* [What you need to do]:
(a) In the York baseball history text, who homered in the bottom of the 11th inning to clinch the 1925 league title?
(b) Print everything in the York baseball history text from "In 1968, the" down to "York's minor-league history.".

* [Reading text]:
◆ ◆ ◆ ◆
New era of White Roses
York is one of the six original teams of the New York–Pennsylvania League, joining for the inaugural season in 1923. The White Roses quickly became one of the powerhouse franchises in the League and won their first league championship on September 25, 1925, defeating the Williamsport Grays 5–3, in 11 innings in the fourth and final game of a best-of-five series. York first baseman Del Bissonette homered in the bottom of the 11th to clinch the title.

The White Roses were unaffiliated until the 1933 season when they became part of the Brooklyn Dodgers minor league system. Financial hardships due to the Great Depression caused this version of the White Roses to fold after the 1933 season. The team came out of the dark in 1936 when the Harrisburg Senators were forced to relocate after the 1935 season. The stay in York was brief, as the franchise moved mid-season, becoming the Trenton Senators on July 2, 1936.

The White Roses joined the Interstate League in 1943, spending most of their seasons in this league (1943–1952) as an affiliate of the Pittsburgh Pirates until 1950. From 1953 to 1955, the White Roses were members of the Piedmont League, affiliated with the St. Louis Browns from 1952 to 1953 and the Baltimore Orioles from 1954 to 1955. Hall of Fame player Brooks Robinson played his first professional season for the 1955 White Roses. 

The White Roses re-joined the Eastern League, affiliated with the St. Louis Cardinals, in the 1958 season and played there until the end of the 1959 season. The York White Roses returned in 1962 as a member of the Eastern League, as the Johnstown Red Sox moved to York. The Boston Red Sox affiliation lasted only that season. They were affiliated with the Washington Senators from 1963 to 1967.

York Pirates

In 1968, the team was renamed as the York Pirates, affiliated once again with Pittsburgh.  Sunday, April 21, 1968, marked a historic event in York baseball history when the York Pirates and Reading Phillies played the first outdoor game on artificial turf at York's Memorial Stadium. York lost 5–3 but the 6,248 audience was also the largest crowd in York's minor-league history.

The 1969 season was the last season of York minor-league baseball in the 20th century. After many dismal seasons in the 1960s the York Pirates made it to the Finals against the Pittsfield Red Sox. Pittsfield won the first game of the series 7–4 but the remaining games of the Championship were rained out and York was named champions (York was in first place in the league that season).

Stadium
The White Roses had numerous ballparks during the first half of the 20th century. In 1947, York moved its minor-league team from Memorial Field in West York, Pennsylvania, to Memorial Stadium in York. York's minor-league clubs continued to play at Veterans Memorial Stadium/Bob Hoffman Stadium until the York Pirates folded at the end of the 1969 season.
◆ ◆ ◆ ◆
* [Raw data]:
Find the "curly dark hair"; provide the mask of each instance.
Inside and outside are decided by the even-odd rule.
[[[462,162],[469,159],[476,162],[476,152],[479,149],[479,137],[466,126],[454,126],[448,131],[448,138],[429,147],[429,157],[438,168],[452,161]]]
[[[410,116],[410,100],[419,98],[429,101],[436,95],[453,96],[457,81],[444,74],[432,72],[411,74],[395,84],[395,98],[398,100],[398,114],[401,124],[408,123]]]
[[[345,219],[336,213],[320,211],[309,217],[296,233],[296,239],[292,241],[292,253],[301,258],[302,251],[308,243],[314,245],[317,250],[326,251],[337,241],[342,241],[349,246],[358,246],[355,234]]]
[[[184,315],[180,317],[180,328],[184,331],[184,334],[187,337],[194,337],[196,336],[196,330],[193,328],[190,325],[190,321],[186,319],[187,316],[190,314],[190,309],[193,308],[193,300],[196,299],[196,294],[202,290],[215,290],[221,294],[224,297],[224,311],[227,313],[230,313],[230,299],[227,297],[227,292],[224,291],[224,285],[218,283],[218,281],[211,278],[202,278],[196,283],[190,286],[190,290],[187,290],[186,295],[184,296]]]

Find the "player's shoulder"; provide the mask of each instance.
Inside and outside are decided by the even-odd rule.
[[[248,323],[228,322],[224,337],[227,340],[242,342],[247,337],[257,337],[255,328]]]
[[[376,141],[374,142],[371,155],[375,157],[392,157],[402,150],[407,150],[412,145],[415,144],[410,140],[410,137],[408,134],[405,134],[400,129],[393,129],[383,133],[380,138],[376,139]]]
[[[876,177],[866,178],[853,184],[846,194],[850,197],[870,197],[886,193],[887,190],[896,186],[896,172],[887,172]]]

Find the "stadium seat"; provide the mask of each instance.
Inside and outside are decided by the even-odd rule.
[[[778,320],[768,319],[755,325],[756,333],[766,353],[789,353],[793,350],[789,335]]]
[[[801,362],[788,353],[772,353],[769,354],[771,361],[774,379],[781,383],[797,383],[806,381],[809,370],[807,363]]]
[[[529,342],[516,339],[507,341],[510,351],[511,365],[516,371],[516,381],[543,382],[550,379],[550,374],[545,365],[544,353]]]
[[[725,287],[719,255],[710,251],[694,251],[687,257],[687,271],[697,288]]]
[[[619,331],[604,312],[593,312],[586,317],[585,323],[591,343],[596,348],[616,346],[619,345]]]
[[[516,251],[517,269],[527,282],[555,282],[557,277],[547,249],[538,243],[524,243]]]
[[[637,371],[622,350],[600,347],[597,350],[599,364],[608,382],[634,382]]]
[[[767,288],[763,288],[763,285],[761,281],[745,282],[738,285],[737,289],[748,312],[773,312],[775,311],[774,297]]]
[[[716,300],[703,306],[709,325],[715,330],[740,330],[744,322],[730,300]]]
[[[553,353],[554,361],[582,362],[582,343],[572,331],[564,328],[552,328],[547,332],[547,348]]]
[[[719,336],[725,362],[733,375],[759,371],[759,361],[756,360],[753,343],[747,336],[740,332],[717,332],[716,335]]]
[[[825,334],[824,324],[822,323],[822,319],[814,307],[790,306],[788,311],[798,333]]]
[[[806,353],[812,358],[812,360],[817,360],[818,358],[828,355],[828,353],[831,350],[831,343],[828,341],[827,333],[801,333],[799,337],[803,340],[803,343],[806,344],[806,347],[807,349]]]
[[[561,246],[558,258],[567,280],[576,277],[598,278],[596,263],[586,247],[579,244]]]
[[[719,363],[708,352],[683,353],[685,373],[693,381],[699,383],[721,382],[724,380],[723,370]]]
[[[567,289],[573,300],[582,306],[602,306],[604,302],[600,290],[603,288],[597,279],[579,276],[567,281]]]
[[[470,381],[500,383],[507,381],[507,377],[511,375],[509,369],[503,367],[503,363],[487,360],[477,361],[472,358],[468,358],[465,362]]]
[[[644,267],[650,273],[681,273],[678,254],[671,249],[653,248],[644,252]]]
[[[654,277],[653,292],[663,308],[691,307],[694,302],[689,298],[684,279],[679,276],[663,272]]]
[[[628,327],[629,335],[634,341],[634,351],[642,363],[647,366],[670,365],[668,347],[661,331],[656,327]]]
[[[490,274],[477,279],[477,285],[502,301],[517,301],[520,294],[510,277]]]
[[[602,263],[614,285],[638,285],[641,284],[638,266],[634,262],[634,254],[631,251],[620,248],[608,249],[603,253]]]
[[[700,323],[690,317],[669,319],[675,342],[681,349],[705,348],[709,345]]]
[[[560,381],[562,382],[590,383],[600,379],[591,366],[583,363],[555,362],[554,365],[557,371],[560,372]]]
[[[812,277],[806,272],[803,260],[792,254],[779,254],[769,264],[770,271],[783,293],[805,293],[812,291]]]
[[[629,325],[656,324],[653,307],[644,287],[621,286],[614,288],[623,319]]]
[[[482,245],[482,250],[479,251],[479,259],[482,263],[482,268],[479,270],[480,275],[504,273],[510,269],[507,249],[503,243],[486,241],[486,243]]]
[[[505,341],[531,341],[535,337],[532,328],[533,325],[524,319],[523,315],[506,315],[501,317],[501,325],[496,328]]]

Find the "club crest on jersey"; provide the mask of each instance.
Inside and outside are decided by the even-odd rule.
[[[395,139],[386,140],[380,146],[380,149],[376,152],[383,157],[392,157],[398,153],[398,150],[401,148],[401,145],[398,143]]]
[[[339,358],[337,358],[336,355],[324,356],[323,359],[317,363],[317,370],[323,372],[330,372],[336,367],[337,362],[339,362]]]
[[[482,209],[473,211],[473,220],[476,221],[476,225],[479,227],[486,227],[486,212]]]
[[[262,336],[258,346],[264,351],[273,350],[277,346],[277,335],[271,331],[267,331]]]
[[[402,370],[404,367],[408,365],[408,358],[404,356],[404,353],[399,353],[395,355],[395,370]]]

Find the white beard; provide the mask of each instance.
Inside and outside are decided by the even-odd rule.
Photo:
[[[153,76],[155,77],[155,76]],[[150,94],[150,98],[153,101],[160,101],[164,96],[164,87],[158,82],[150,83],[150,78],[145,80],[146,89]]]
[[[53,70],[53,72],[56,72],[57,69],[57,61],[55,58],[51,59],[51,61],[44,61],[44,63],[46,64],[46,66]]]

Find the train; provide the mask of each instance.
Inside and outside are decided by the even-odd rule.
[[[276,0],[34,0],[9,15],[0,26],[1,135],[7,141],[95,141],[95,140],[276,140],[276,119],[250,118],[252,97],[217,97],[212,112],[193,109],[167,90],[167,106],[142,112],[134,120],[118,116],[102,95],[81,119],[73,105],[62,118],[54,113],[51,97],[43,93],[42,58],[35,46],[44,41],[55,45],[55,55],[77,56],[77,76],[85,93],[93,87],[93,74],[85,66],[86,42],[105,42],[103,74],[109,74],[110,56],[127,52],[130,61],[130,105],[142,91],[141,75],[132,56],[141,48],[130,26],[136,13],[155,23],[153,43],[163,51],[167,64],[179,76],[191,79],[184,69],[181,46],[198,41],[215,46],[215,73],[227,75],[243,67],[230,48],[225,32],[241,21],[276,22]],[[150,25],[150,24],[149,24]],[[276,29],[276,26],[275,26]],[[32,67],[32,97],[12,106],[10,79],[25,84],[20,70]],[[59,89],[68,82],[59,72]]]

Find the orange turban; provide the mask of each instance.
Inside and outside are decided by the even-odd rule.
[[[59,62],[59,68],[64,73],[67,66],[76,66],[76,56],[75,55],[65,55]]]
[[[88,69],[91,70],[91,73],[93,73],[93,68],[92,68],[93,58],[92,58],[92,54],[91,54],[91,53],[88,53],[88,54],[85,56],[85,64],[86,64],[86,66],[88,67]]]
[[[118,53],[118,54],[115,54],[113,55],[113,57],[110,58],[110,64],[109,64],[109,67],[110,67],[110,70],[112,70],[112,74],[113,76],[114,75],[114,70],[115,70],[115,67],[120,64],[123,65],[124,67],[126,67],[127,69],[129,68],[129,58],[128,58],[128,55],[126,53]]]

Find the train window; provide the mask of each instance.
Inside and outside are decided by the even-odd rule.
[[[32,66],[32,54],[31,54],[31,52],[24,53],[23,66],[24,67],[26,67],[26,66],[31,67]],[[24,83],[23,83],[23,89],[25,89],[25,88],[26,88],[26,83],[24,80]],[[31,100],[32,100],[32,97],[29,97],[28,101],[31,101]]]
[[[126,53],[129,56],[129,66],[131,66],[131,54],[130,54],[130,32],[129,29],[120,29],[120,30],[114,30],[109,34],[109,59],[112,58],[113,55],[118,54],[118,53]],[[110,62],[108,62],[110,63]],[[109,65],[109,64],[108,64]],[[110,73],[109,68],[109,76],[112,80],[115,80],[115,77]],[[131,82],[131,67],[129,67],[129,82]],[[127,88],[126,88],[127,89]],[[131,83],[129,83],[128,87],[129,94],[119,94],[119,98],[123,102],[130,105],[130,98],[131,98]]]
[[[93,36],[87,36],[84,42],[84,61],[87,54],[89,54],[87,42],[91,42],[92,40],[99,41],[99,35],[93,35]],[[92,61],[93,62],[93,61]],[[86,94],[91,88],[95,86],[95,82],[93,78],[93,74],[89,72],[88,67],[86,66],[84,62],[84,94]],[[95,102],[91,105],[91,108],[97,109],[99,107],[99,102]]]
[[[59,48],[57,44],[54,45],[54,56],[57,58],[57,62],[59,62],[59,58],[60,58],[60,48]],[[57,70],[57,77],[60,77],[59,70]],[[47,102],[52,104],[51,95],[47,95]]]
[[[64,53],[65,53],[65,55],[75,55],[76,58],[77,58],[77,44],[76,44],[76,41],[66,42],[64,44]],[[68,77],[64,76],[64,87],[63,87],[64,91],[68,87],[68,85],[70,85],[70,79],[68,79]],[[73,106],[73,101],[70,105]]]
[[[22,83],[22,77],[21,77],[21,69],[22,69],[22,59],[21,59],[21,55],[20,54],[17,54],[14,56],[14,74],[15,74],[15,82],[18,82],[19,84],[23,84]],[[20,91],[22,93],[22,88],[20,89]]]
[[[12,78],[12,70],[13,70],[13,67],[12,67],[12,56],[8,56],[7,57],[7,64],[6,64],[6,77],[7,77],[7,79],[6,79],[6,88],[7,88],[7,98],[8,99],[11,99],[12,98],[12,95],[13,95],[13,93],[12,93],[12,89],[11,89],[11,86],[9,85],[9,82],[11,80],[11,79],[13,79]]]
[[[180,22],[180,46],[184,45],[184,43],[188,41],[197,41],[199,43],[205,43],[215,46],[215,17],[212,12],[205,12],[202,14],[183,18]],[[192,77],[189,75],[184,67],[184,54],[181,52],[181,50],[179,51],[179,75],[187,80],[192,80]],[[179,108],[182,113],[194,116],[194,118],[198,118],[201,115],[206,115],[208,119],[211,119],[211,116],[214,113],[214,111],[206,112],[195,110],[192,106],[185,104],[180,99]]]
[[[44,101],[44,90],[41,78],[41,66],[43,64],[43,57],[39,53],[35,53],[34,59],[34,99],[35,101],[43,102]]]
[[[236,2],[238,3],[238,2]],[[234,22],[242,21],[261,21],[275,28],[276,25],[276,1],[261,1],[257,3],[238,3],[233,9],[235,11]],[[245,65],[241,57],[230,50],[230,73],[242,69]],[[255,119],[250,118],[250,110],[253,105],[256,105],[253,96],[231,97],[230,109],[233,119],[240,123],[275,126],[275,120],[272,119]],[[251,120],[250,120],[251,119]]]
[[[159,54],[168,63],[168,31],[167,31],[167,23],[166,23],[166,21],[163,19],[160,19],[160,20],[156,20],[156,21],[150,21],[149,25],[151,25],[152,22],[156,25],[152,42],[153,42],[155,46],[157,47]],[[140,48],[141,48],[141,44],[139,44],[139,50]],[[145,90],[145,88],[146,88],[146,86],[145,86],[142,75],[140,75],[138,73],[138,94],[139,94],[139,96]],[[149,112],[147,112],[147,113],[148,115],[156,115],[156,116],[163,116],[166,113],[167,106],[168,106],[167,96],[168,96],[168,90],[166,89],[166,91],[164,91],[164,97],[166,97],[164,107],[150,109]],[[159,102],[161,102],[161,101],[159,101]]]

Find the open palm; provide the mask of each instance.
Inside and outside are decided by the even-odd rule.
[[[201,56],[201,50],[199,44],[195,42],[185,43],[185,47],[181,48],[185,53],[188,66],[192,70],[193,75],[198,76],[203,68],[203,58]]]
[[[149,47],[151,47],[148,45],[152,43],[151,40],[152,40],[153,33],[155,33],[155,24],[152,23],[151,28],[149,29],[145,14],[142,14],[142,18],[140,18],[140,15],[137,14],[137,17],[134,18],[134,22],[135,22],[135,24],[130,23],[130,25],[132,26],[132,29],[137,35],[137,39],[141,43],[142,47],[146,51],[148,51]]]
◆ ◆ ◆ ◆
* [Results of the exercise]:
(a) York first baseman Del Bissonette.

(b)
In 1968, the team was renamed as the York Pirates, affiliated once again with Pittsburgh.  Sunday, April 21, 1968, marked a historic event in York baseball history when the York Pirates and Reading Phillies played the first outdoor game on artificial turf at York's Memorial Stadium. York lost 5–3 but the 6,248 audience was also the largest crowd in York's minor-league history.